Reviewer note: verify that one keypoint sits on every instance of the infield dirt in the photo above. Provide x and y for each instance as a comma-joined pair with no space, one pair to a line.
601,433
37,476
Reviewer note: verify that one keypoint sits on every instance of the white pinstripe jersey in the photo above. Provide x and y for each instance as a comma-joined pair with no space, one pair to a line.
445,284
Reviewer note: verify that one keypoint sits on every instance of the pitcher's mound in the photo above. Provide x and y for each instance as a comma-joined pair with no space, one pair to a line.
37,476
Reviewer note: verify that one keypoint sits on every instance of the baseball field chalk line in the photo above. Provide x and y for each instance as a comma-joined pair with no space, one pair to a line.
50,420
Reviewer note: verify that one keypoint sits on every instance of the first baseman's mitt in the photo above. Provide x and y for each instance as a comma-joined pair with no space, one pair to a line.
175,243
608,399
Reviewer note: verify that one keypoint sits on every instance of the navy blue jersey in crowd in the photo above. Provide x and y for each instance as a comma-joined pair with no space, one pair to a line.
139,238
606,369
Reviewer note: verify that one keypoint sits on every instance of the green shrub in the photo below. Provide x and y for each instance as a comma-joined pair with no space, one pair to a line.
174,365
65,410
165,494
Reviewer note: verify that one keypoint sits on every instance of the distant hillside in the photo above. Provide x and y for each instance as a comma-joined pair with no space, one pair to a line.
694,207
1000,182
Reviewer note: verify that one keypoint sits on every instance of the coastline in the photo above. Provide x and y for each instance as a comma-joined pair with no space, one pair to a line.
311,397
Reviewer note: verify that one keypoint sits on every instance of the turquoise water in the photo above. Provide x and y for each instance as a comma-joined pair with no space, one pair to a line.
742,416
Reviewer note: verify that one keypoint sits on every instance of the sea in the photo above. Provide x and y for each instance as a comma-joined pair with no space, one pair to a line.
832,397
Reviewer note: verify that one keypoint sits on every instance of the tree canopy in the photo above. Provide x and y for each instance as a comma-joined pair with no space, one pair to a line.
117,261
_ _ _ _ _
Each line from the one containing "of the coastline" through the end of the entries, both included, is to be returned exactly, with no other lines.

Reviewer note: verify that one keypoint sits on every instance of the coastline in the photo above. Provide x and y for each instance as a comma-joined pair with no space, one pair to a line.
311,397
Reviewer note: verify that one keypoint sits on every instance of the turquoise water in the photo above. Provide x and y for each instance as a comma-joined pair with no space, one pair to a line.
742,416
Reviewer note: verify that one keypoint sits on every instance of the sea in the photo above. Provide x and y for each instance as a comma-joined pair with no space, one pair to a line.
832,397
Reviewer note: verify that one keypoint sits on every instance of the tree canopy in the photo above. Provide x and y for each instance as a comma-joined pair with no space, one pair to a line.
117,261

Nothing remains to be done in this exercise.